# Aim 1
From the forum thread text below, list the date and time of every post that has a "Post by:" line.

****************

As for the Symphonic fluid application that got this thread started, I'm certainly not applying it again. My LK/PK are out cold, several power cleanings later - dead to the world. Mind you I began the sequence of applying Symphonic with completely clear nozzle checks with the goal of keeping them clear - not trying to clear a clogged head - just maintain what I had. But now I have a blank LK/PK series that never before did we have.

John Caldwell



John, this distressing experience runs contrary to the advice we hear that using these printers with the kind of frequency you report should keep them fully functional. There is something else going on in your case. I don't know how convenient or cost effective it would be for you at this stage to involve Epson's service people in the issue, but depending on the circumstances, it would be interesting to know if they can get to the bottom of the cause and tell you - and then you, us, what it is. This would be of interest to the community; regardless of the repair statistics, the performance risks are worthwhile understanding.
Title: Re: Epson 4900: Exposing the Capping Station
Post by: jrsforums on May 19, 2013, 11:35:59 AM
Mark,

When I had my complete drop out, you had posted that and I had tried that approach of successive clean/print cycles.  It did nothing to change the dropout.  Only the initial charge brought it back.  So, I suspect, Cone may have at least a point on the relative amounts of ink moved to clear large air spaces.  At least, this was my experience...YMMV

I have since used your approach with minor dropouts.  Seems to clear them up with just one clean/print....but, knock wood, have only had a few since the major.
Title: Re: Epson 4900: Exposing the Capping Station
Post by: Mark D Segal on May 19, 2013, 11:40:42 AM
Fortunately, to date my *mileage* has varied because the kind of clogs I've experienced have been fully mitigated with at most several clean/print cycles. There is probably more than one cause of these problems, which would tend to suggest more than one solution. How much ink to clear how much air? I don't know and I wonder if anyone apart from Epson's design engineers really know.
Title: Re: Epson 4900: Exposing the Capping Station
Post by: jrsforums on May 19, 2013, 02:18:14 PM
Mark...ever noticed a case where the auto nozzle check said an ink needed cleaning, but the printed nozzle pattern was perfect?

I rarely (any more) do the auto check, but while printing a test, decided to just see what the auto check said.  SInce I normally print nozzle tests on cheap copier paper, I then printed on gloss, just to be sure.  Under a glass, I could not see any problem...yet auto still said on ink needed cleaning.

****************

# Aim 2
Reproduce the records below line for line, without changing any character.

****************

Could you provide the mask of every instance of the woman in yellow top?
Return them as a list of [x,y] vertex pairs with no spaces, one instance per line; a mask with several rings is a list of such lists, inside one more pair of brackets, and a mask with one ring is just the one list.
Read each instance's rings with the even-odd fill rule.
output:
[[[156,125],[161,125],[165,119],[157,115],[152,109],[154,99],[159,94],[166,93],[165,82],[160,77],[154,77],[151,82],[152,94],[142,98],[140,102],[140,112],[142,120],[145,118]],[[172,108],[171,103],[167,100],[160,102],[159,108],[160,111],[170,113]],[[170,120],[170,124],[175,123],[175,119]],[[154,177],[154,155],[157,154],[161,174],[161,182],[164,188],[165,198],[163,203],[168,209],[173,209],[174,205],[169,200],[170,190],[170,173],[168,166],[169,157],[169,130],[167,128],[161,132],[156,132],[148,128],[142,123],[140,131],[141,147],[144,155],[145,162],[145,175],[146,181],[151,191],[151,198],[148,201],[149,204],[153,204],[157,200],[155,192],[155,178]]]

****************

# Correct output 1
May 19, 2013, 11:35:59 AM
May 19, 2013, 11:40:42 AM
May 19, 2013, 02:18:14 PM

# Correct output 2
Could you provide the mask of every instance of the woman in yellow top?
Return them as a list of [x,y] vertex pairs with no spaces, one instance per line; a mask with several rings is a list of such lists, inside one more pair of brackets, and a mask with one ring is just the one list.
Read each instance's rings with the even-odd fill rule.
output:
[[[156,125],[161,125],[165,119],[157,115],[152,109],[154,99],[159,94],[166,93],[165,82],[160,77],[154,77],[151,82],[152,94],[142,98],[140,102],[140,112],[142,120],[145,118]],[[172,108],[171,103],[167,100],[160,102],[159,108],[160,111],[170,113]],[[170,120],[170,124],[175,123],[175,119]],[[154,177],[154,155],[157,154],[161,174],[161,182],[164,188],[165,198],[163,203],[168,209],[173,209],[174,205],[169,200],[170,190],[170,173],[168,166],[169,157],[169,130],[167,128],[161,132],[156,132],[148,128],[142,123],[140,131],[141,147],[144,155],[145,162],[145,175],[146,181],[151,191],[151,198],[148,201],[149,204],[153,204],[157,200],[155,192],[155,178]]]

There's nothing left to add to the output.